◆ **What is required**:
Pictures are not part of the copy; repeat everything else in the records exactly.
──────── Provided entries ────────
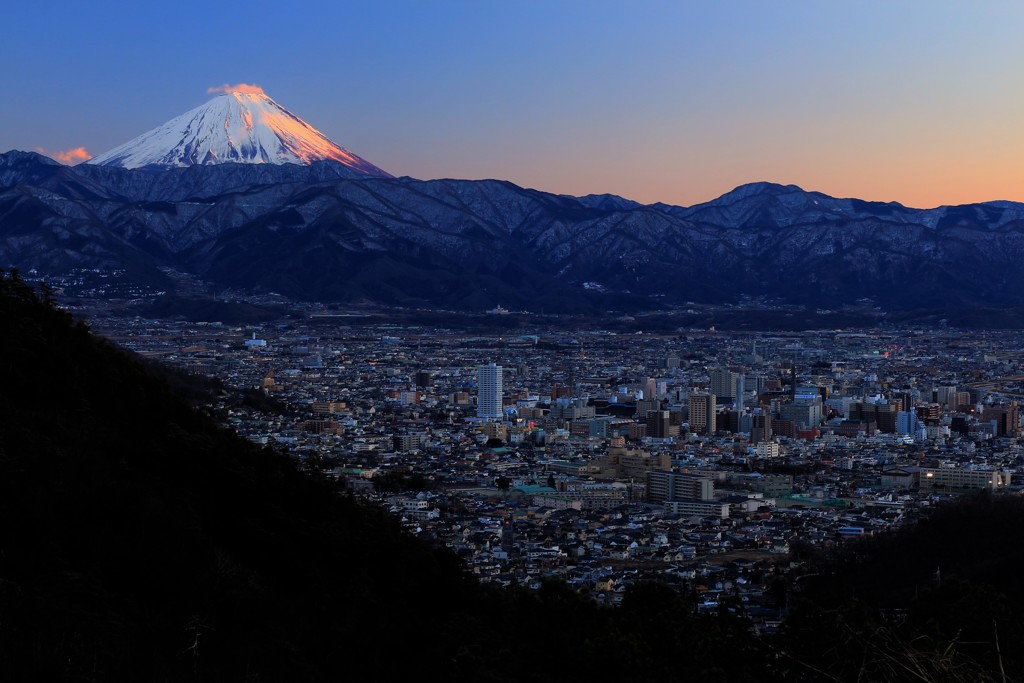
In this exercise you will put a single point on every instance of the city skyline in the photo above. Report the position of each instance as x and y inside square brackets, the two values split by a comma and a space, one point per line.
[677, 103]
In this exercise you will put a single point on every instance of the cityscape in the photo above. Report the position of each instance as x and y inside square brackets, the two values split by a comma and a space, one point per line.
[558, 342]
[701, 458]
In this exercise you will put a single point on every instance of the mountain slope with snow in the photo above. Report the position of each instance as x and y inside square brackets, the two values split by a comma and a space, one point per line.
[235, 127]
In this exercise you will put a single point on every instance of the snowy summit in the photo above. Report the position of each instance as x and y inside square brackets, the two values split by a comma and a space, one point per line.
[242, 126]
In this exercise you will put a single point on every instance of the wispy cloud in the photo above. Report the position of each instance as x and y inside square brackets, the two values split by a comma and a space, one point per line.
[244, 88]
[67, 156]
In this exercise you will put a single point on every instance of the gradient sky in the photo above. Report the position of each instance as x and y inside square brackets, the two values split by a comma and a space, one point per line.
[921, 102]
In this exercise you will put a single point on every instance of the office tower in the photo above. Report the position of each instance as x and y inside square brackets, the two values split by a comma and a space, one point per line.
[488, 391]
[727, 386]
[657, 424]
[702, 414]
[761, 430]
[649, 388]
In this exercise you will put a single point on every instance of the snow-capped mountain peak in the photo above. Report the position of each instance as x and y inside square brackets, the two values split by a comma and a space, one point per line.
[242, 126]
────────
◆ **Task response**:
In this exercise you will put a single point on every instance of the city skyline in the photo above. Report the position of each instance as x and y inside square brackets, the two values split by a comma and a space, one point per line.
[677, 103]
In this exercise you will put a single point on every instance of the cityscape in the photo above. Report the position of each instance as x and y inside square brackets, the two values split by a comma and a space, one point per line.
[558, 342]
[701, 458]
In this exercise you will put a single point on every instance of the mountain slope with snow in the photo above. Report the position of each instance as x and y inside square brackets, the two values split by a comma and a space, one point per line.
[235, 127]
In this exercise you will put a single point on every instance of the snowy summit in the photo above. Report the position of each instance as x and y inside square brackets, the two values split by a comma and a space, one point per line.
[242, 126]
In this exercise you will put a single point on every instance of the wispy cloud in the photo above. Report the position of each instance as x and y inside square brackets, the two values split by a comma and a space, one point per line.
[244, 88]
[67, 156]
In this exercise you will put a single point on every instance of the gradient sky in the photo above. Report the position of each instance as x and y inside square brackets, the two values split by a comma and a space, one point per line.
[921, 102]
In this exercise you will put a single point on every instance of the office tower in the photo above. Report the position of each instance as x and y inside square brackets, the two values split by a comma and a space, one point per line.
[488, 391]
[727, 386]
[657, 424]
[702, 414]
[761, 430]
[649, 388]
In this exercise you will put a single point on every instance of the snow-capped mountain peak in the photo above. Report the position of each instance as x and y inside square brackets, the two values split by a comma and a space, one point per line.
[242, 126]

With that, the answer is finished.